August XI
Saints Tiburtius, M. And Chromatius, C.
Abridged from the Acts of St. Sebastian, &c.
a. d. 286.
Agrestius Chromatius was vicar to the prefect of Rome, and had condemned several martyrs in the reign of Carinus; and, in the first years of Dioclesian, St. Tranquillinus being brought before him, assured him, that having been afflicted with the gout, he had recovered a perfect state of health by being baptized. Chromatius was troubled with the same distemper, and being convinced by this miracle of the truth of the gospel, sent for Polycarp, the priest who had baptized Tranquillinus, and receiving the sacrament of baptism, was freed from that corporal infirmity, by which miracle God was pleased to give him a sensible emblem of the spiritual health which that holy laver conferred on his soul; from that time he harbored many Christians in his house, to shelter them from the persecution, and resigned his dignity, in which he was succeeded by one Fabian. Chromatius’s son Tiburtius, was ordained subdeacon, and was soon after betrayed to the persecutors, condemned by Fabian to many torments, and at length beheaded on the Lavican road, three miles from Rome, where a church was afterward built. He is mentioned in several ancient Martyrologies with his father Chromatius, who, retiring into the country, lived there concealed in the fervent practice of all Christian virtues.
##############################
Stated exercise 1: According to the account of Saints Tiburtius and Chromatius, where was Tiburtius beheaded?

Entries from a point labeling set
##############################
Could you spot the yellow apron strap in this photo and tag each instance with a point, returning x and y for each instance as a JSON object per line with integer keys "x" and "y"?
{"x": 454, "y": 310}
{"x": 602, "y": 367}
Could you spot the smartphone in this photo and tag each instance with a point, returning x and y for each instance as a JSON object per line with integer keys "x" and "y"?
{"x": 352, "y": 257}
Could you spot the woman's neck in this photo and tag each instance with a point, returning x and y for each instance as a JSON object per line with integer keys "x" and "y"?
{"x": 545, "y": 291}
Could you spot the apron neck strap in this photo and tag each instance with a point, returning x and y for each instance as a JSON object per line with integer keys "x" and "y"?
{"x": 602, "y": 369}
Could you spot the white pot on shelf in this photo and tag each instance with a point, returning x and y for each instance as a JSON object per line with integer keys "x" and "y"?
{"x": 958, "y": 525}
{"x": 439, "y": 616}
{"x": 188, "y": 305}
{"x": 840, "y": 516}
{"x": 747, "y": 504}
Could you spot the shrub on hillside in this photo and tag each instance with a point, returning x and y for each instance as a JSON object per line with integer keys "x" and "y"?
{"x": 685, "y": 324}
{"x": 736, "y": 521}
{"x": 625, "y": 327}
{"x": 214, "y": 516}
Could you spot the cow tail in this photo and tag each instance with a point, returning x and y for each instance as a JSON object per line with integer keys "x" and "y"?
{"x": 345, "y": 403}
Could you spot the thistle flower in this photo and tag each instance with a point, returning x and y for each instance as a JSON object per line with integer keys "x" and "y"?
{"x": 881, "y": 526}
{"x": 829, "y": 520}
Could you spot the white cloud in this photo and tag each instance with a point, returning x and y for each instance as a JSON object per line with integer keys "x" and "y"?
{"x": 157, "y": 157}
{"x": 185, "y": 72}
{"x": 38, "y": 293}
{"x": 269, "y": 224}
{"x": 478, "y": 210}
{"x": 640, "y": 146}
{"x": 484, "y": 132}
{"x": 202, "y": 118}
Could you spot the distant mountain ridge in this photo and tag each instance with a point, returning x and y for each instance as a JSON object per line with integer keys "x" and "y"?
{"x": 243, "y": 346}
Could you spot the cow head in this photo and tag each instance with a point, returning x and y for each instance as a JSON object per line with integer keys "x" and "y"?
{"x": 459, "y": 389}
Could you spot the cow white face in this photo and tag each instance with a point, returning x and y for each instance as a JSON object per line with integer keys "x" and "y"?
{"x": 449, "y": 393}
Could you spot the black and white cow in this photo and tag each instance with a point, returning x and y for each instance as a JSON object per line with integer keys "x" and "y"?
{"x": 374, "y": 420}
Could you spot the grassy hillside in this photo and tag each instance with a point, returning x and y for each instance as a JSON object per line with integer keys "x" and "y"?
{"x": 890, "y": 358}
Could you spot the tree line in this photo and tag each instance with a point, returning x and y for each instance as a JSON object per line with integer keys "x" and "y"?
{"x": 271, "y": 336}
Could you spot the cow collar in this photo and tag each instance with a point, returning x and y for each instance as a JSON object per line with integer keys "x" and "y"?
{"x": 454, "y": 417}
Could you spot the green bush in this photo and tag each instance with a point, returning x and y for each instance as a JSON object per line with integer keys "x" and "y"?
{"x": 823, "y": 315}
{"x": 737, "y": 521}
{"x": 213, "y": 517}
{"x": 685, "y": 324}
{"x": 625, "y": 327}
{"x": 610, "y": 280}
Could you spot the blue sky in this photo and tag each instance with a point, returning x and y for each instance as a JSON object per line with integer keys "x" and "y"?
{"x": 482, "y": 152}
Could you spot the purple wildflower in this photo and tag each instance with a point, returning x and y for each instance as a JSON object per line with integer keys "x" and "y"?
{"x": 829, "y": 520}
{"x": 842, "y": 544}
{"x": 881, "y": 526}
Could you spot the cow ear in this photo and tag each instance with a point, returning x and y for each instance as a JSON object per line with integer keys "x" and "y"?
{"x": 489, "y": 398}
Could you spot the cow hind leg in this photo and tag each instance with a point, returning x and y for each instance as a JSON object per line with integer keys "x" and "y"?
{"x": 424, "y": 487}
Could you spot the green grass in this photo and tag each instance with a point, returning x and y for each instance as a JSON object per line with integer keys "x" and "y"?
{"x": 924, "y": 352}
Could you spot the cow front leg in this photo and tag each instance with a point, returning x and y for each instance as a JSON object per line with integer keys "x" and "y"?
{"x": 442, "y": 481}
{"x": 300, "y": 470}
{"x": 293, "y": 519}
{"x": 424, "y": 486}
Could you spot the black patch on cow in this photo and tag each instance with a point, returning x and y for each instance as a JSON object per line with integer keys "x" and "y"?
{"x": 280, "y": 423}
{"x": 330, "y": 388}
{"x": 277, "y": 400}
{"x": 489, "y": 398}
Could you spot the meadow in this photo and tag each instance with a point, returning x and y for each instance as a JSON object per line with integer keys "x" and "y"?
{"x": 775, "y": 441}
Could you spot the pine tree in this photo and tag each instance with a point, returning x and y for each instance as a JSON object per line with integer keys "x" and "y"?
##############################
Stated exercise 2: Show each line of the entries that contains the word "meadow".

Complete answer 1: On the Lavican road, three miles from Rome.

Complete answer 2:
Could you spot the meadow in this photo and tag each instance with a point, returning x and y for each instance as a JSON object per line with integer keys "x" and "y"?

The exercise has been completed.